===== EXTRACTED DATA
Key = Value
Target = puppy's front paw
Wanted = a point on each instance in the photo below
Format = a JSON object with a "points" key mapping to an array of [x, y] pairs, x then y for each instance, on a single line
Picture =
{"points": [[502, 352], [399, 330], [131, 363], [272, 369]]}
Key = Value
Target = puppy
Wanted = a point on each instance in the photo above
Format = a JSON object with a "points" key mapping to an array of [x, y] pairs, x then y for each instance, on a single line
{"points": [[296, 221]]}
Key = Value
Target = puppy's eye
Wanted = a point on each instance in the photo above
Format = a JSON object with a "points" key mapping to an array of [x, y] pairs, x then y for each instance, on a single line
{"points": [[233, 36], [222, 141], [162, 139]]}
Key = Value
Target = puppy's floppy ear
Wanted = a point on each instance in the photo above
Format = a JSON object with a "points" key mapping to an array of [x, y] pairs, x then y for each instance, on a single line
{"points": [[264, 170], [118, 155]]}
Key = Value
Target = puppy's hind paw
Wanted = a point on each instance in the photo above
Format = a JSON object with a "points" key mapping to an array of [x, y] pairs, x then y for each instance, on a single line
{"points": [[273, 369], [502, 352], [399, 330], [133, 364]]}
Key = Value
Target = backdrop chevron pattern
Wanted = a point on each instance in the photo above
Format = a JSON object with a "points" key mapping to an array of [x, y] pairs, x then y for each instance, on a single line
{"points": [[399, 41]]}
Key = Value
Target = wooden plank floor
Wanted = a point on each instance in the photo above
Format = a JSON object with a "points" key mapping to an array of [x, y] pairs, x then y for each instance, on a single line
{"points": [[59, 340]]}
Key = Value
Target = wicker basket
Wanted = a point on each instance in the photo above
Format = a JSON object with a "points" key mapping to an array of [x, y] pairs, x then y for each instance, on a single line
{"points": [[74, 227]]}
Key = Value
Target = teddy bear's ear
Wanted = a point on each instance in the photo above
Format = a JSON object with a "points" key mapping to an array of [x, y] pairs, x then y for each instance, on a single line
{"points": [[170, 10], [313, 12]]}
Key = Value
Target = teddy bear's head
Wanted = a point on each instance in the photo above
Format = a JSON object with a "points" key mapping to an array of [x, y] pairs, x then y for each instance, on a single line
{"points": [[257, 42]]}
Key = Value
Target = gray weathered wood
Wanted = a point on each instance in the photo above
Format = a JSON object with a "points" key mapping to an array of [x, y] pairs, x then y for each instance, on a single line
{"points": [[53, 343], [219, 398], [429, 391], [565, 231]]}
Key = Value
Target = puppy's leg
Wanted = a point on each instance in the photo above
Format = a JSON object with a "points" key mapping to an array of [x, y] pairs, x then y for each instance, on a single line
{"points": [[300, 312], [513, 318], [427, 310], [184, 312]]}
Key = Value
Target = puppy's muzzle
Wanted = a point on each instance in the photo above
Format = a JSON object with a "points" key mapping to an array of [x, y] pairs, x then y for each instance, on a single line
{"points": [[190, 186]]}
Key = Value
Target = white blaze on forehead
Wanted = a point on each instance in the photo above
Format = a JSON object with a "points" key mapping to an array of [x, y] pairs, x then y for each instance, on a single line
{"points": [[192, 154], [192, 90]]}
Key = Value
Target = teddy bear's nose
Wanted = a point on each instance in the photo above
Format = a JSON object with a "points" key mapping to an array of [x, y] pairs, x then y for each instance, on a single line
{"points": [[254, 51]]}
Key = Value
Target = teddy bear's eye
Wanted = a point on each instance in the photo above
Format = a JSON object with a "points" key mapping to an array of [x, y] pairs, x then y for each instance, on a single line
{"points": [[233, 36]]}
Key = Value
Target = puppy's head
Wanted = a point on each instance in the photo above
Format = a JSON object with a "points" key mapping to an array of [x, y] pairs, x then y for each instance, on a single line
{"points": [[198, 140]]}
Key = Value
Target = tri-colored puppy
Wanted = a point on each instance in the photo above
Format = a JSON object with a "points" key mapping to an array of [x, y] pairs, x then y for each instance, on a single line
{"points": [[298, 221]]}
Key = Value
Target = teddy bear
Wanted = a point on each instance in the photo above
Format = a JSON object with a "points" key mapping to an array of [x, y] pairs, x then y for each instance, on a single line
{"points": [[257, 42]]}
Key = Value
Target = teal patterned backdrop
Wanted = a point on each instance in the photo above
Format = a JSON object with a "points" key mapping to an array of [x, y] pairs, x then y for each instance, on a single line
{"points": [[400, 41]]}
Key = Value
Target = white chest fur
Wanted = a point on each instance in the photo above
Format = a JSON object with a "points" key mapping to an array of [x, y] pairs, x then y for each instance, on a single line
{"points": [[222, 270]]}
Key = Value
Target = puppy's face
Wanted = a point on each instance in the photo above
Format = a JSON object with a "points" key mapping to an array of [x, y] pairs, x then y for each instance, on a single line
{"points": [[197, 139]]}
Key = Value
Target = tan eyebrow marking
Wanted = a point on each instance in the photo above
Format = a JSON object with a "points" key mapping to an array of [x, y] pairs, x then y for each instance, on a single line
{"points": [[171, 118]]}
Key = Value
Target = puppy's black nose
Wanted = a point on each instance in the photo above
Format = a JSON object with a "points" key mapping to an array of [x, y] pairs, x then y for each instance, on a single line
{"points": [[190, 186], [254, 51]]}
==========
*WRITTEN INSTRUCTION*: Print the records above in full, exactly.

*WRITTEN RESPONSE*:
Key = Value
Target = puppy's front paw
Wanted = a point on each instance in the photo below
Format = a JSON object with a "points" key mapping to an array of [x, y] pairs, x then y for each instance, on a single line
Picture =
{"points": [[502, 352], [399, 330], [131, 363], [272, 369]]}
Key = Value
Target = puppy
Wanted = a point on each instance in the photo above
Format = a JSON object with a "points" key mapping to an array of [x, y] pairs, x then y for each instance, on a single line
{"points": [[296, 221]]}
Key = Value
Target = puppy's eye
Wanted = a point on each instance in the photo above
Format = a JSON object with a "points" key mapping to an array of [x, y] pairs, x then y for each instance, on a single line
{"points": [[233, 36], [222, 141], [162, 139]]}
Key = Value
Target = puppy's floppy ear
Wanted = a point on each instance in the photo above
Format = a JSON object with a "points" key mapping to an array of [x, y] pairs, x then y for each instance, on a single line
{"points": [[264, 170], [118, 155]]}
Key = Value
Target = puppy's hind paw
Wanted = a point on each instance in the photo above
Format = a JSON object with a "points" key mapping to an array of [x, y] pairs, x then y for each instance, on a single line
{"points": [[273, 369], [502, 352], [399, 330], [133, 364]]}
Key = Value
Target = backdrop chevron pattern
Wanted = a point on each instance in the photo above
Format = a JSON object with a "points" key mapping to an array of [x, y] pairs, x then y for each instance, on a single line
{"points": [[399, 41]]}
Key = Value
Target = wooden plank floor
Wanted = a point on each instance in the photo above
Format = a JSON object with a "points" key mapping to an array of [x, y] pairs, x then y for each instance, on a single line
{"points": [[59, 340]]}
Key = Value
Target = wicker basket
Wanted = a point on each instance in the photo above
Format = a JSON object with a "points" key mapping to an array of [x, y] pairs, x then y for each instance, on a single line
{"points": [[74, 227]]}
Key = Value
Target = teddy bear's ear
Wanted = a point on each instance in the photo above
Format = a JSON object with a "points" key mapping to an array of [x, y] pairs, x then y for each instance, on a single line
{"points": [[170, 10], [313, 12]]}
Key = Value
Target = teddy bear's head
Wanted = a point on each instance in the photo above
Format = a JSON object with a "points" key mapping to an array of [x, y] pairs, x then y for each instance, on a single line
{"points": [[257, 42]]}
Key = Value
Target = gray weathered wood
Wanted = a point on each instance in the photo above
Format = a JSON object with a "points" key mapping to an array of [x, y] pairs, x then y for each instance, on a single line
{"points": [[53, 343], [219, 398], [429, 391], [565, 231]]}
Key = Value
Target = puppy's leg
Wanted = a point on each instance in the photo above
Format = a JSON object with a "points" key mapping to an array of [x, y] pairs, x then y for each instance, on a single line
{"points": [[300, 312], [513, 318], [427, 310], [184, 312]]}
Key = Value
Target = puppy's muzzle
Wanted = a point on each instance in the photo above
Format = a JSON object with a "points" key mapping to an array of [x, y] pairs, x then y for each instance, on a single line
{"points": [[190, 186]]}
Key = Value
Target = white blaze on forehead
Wanted = a point on each instance in the photo above
Format = a JSON object with a "points" key mapping to an array of [x, y] pairs, x then y for each instance, on a single line
{"points": [[192, 154], [192, 90]]}
Key = Value
Target = teddy bear's nose
Wanted = a point on each instance in the photo above
Format = a JSON object with a "points" key mapping to an array of [x, y] pairs, x then y for each instance, on a single line
{"points": [[254, 51]]}
Key = Value
Target = teddy bear's eye
Wanted = a point on each instance in the photo above
Format = a JSON object with a "points" key mapping to an array of [x, y] pairs, x then y for each instance, on a single line
{"points": [[233, 36]]}
Key = Value
Target = puppy's head
Wanted = a point on each instance in the photo above
Format = a JSON object with a "points" key mapping to an array of [x, y] pairs, x then y for each instance, on a single line
{"points": [[198, 140]]}
Key = Value
Target = tri-colored puppy
Wanted = a point on each instance in the photo above
Format = a JSON object with a "points" key mapping to an array of [x, y] pairs, x then y for each instance, on a single line
{"points": [[298, 221]]}
Key = Value
Target = teddy bear
Wanted = a point on each instance in the photo above
Format = a JSON object with a "points" key mapping to an array of [x, y] pairs, x then y for each instance, on a single line
{"points": [[257, 42]]}
Key = Value
Target = teal patterned backdrop
Wanted = a point on each instance in the photo above
Format = a JSON object with a "points" key mapping to an array of [x, y] pairs, x then y for each instance, on a single line
{"points": [[400, 41]]}
Key = Value
Target = white chest fur
Wanted = a point on each instance in the photo above
Format = a JSON object with a "points" key mapping to an array of [x, y] pairs, x then y for each instance, on a single line
{"points": [[222, 270]]}
Key = Value
Target = puppy's face
Wanted = a point on each instance in the photo above
Format = a JSON object with a "points" key mapping to an array of [x, y] pairs, x then y for each instance, on a single line
{"points": [[197, 139]]}
Key = Value
Target = tan eyebrow marking
Wanted = a point on each instance in the photo above
Format = a JSON object with a "points" key mapping to an array of [x, y] pairs, x then y for each instance, on a single line
{"points": [[171, 118]]}
Key = Value
Target = puppy's black nose
Wanted = a point on each instance in the photo above
Format = a JSON object with a "points" key mapping to an array of [x, y] pairs, x then y for each instance, on a single line
{"points": [[190, 186], [254, 51]]}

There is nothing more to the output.